Set problem:
Extract the final stretch of the data: the line that contains "of the thumb" and every line after it, unaltered, and no other lines.

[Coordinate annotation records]
+++

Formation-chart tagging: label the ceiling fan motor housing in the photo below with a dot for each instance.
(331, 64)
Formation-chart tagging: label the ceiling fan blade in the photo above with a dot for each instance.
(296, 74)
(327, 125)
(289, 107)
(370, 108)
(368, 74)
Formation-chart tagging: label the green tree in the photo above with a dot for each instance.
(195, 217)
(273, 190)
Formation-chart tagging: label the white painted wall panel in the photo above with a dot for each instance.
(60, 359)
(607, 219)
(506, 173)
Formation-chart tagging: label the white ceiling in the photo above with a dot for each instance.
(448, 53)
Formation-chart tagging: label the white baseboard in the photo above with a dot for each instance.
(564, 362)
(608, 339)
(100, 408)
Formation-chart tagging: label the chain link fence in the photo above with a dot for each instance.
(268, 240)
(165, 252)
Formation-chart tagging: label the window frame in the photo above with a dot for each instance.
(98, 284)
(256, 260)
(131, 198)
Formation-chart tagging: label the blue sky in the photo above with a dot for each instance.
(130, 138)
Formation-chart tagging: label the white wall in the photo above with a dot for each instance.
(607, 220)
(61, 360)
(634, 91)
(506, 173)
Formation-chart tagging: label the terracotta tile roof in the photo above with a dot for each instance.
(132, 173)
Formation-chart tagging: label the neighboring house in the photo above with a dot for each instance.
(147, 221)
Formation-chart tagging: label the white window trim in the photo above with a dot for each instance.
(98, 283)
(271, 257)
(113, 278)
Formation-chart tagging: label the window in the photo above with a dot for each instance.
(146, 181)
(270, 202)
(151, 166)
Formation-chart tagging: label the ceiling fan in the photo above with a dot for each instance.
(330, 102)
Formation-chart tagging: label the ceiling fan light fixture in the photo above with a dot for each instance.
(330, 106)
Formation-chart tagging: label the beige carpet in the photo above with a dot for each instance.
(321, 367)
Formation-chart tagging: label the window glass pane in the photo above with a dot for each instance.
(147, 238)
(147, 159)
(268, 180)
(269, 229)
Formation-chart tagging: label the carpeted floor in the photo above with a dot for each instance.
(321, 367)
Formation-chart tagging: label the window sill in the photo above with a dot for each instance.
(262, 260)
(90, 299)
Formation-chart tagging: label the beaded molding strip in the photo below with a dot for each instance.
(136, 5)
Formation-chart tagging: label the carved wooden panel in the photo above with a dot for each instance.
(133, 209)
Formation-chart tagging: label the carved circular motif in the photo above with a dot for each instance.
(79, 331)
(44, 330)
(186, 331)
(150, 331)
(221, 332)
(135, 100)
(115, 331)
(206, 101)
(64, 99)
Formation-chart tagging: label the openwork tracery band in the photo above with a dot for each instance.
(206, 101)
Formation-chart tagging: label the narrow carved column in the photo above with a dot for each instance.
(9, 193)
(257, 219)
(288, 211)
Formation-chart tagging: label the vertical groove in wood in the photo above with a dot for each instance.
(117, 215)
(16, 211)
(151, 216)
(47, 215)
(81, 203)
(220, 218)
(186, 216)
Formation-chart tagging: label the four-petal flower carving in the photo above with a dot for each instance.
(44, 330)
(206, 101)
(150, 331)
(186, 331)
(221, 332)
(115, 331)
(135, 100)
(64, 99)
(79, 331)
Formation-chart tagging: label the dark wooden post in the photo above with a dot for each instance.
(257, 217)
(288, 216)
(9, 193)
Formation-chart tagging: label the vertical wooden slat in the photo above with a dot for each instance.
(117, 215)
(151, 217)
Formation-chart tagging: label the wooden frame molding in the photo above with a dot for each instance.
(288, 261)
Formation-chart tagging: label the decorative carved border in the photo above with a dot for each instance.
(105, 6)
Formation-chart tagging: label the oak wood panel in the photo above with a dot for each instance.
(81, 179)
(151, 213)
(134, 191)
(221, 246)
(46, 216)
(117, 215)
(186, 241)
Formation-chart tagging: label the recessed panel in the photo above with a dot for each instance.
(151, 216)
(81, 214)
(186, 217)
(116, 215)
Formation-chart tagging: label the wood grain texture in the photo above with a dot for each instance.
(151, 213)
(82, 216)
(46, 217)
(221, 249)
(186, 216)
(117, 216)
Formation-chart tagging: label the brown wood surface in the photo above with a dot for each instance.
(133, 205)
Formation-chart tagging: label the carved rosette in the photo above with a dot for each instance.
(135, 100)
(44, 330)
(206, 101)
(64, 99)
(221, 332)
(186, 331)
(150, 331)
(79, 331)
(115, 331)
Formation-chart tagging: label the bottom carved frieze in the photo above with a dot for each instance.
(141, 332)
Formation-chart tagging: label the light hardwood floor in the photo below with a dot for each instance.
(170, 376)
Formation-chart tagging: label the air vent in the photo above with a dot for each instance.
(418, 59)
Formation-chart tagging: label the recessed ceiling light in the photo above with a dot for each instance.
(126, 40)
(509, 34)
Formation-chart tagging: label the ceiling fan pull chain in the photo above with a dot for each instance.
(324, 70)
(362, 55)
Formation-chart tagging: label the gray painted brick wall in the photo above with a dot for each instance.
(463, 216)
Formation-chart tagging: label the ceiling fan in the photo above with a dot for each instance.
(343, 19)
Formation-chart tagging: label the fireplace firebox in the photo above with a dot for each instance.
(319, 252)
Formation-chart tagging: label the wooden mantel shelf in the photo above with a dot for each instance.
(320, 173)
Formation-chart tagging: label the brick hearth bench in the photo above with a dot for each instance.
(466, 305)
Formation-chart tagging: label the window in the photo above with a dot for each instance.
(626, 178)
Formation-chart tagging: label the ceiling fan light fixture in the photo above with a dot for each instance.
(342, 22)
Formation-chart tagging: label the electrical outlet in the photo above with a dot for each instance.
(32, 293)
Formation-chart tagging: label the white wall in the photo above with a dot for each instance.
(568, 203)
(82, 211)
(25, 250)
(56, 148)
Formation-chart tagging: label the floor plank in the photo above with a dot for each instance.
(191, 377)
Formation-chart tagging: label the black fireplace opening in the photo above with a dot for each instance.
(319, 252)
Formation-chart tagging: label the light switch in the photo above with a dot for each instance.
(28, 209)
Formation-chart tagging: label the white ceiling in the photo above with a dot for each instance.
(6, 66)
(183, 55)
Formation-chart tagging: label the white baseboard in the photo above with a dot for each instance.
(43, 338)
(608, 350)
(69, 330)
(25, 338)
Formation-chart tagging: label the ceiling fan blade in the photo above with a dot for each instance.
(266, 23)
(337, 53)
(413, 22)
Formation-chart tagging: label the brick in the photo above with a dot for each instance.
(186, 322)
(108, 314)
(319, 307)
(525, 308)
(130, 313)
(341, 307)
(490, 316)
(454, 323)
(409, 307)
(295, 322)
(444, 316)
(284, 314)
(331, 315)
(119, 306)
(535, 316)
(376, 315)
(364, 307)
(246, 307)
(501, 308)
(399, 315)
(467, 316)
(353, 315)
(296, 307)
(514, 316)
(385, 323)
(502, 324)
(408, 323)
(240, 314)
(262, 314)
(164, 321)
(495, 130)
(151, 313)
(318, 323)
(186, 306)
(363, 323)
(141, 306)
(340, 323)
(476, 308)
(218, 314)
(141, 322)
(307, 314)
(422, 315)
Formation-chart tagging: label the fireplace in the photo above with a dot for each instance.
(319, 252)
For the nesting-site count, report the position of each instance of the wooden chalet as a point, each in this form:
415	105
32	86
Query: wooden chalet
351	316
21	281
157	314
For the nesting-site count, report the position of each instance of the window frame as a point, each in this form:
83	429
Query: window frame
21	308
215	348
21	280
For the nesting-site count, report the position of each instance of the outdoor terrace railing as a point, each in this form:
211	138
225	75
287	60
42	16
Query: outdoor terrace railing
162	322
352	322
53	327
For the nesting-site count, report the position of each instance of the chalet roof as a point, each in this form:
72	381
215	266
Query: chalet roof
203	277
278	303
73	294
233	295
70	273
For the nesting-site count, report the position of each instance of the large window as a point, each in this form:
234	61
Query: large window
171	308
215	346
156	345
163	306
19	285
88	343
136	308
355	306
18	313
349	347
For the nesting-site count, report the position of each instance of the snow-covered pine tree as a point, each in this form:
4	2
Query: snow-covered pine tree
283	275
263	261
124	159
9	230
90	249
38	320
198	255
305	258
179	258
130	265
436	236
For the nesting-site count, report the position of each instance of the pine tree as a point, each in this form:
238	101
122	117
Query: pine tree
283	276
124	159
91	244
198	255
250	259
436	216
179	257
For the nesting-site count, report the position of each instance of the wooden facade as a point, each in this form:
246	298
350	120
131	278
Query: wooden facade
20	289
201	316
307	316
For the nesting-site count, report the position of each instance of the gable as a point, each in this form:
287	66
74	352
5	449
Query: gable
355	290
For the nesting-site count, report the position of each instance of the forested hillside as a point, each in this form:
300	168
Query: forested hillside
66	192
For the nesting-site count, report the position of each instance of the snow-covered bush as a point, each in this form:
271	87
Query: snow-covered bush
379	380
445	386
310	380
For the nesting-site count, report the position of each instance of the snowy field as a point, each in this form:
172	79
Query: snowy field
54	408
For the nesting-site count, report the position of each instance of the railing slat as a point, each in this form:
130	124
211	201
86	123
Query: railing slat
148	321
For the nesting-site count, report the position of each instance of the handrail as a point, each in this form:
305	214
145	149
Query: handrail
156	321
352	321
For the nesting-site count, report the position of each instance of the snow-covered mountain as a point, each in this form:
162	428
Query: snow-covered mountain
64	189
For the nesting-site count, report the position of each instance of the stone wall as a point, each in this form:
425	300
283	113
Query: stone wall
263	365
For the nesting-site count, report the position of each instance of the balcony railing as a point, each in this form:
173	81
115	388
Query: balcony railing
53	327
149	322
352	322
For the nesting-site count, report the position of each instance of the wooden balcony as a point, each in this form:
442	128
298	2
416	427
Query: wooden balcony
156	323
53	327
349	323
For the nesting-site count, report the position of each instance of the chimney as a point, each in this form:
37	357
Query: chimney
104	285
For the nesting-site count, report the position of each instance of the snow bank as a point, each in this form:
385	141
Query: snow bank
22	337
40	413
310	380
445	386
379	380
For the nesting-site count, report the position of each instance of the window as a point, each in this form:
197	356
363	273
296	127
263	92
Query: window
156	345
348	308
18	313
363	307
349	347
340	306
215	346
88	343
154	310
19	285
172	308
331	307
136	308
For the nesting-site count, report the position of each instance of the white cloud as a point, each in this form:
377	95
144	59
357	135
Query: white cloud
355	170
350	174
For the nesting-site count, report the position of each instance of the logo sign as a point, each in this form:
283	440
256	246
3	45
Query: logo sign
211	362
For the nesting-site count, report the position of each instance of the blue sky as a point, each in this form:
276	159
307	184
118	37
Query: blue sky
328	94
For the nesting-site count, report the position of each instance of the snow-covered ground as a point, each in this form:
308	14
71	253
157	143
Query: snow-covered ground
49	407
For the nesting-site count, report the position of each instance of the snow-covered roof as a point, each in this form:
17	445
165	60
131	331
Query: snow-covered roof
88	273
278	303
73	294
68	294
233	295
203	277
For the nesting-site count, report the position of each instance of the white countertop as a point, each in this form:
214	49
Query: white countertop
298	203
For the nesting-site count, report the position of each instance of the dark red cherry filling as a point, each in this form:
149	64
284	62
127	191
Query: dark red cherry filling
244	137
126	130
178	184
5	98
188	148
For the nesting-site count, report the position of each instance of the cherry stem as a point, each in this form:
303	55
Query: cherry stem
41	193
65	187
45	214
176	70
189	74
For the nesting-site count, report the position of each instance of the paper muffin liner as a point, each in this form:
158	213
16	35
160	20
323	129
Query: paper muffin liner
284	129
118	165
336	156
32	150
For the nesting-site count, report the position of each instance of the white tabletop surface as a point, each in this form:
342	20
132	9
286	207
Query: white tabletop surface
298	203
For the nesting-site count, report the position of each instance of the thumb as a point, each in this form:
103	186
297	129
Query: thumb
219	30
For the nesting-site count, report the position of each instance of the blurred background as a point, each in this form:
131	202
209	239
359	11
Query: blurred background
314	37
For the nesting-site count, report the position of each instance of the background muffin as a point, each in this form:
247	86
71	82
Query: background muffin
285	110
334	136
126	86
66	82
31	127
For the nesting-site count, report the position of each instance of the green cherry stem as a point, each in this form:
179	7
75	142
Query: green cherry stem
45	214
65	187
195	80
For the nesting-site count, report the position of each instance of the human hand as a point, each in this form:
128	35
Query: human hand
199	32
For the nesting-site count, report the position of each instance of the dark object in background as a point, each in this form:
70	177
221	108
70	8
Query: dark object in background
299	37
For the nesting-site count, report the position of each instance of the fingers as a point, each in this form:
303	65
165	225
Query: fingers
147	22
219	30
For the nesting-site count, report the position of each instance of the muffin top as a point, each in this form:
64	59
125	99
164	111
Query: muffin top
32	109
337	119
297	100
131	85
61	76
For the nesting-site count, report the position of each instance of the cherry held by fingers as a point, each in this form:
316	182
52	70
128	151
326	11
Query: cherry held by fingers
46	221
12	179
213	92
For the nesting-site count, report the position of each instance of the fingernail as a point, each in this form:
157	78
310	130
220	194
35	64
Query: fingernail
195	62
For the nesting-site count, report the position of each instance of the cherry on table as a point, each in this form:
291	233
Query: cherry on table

+++

Exercise solution:
For the nesting-site count, report the position of each instance of the thumb as a point, each in this form:
103	186
297	129
Query: thumb
219	30
For the nesting-site count, report the position of each instance of the blurred background as a point, each in this form:
131	202
209	239
359	11
Query: blurred background
314	37
For the nesting-site count, report the position of each instance of the background muffin as a point, each in this form:
247	86
71	82
Query: background muffin
285	110
334	136
126	86
66	82
31	127
For the nesting-site count, report the position of each instance of the green cherry stem as a point, each in this form:
179	7
75	142
Query: green cherry stem
45	214
65	187
195	80
For the nesting-site count, report the position of each instance of the human hand as a point, each in this form:
128	35
Query: human hand
199	32
For the nesting-site count, report the position of each instance of the dark object in background as a point, each in this form:
70	177
221	108
70	8
Query: dark object in background
299	37
For the nesting-site count, report the position of each instance of the fingers as a point, each in this form:
303	65
165	225
Query: fingers
147	22
219	30
For the nesting-site count, report the position of each instance of the muffin top as a point, each in this form:
64	59
125	99
164	111
Query: muffin top
32	109
337	119
297	100
131	85
61	76
For the nesting-site count, report the position of each instance of the cherry held by fingers as a point, each in this form:
316	182
52	70
128	151
326	11
Query: cherry held by fingers
46	221
12	179
213	92
For the nesting-site count, report the position of each instance of the fingernail as a point, each in this form:
157	78
310	130
220	194
35	64
Query: fingernail
195	62
For the nesting-site count, report the position of each instance of the cherry on table as a point, each in this form:
291	233
Query: cherry on table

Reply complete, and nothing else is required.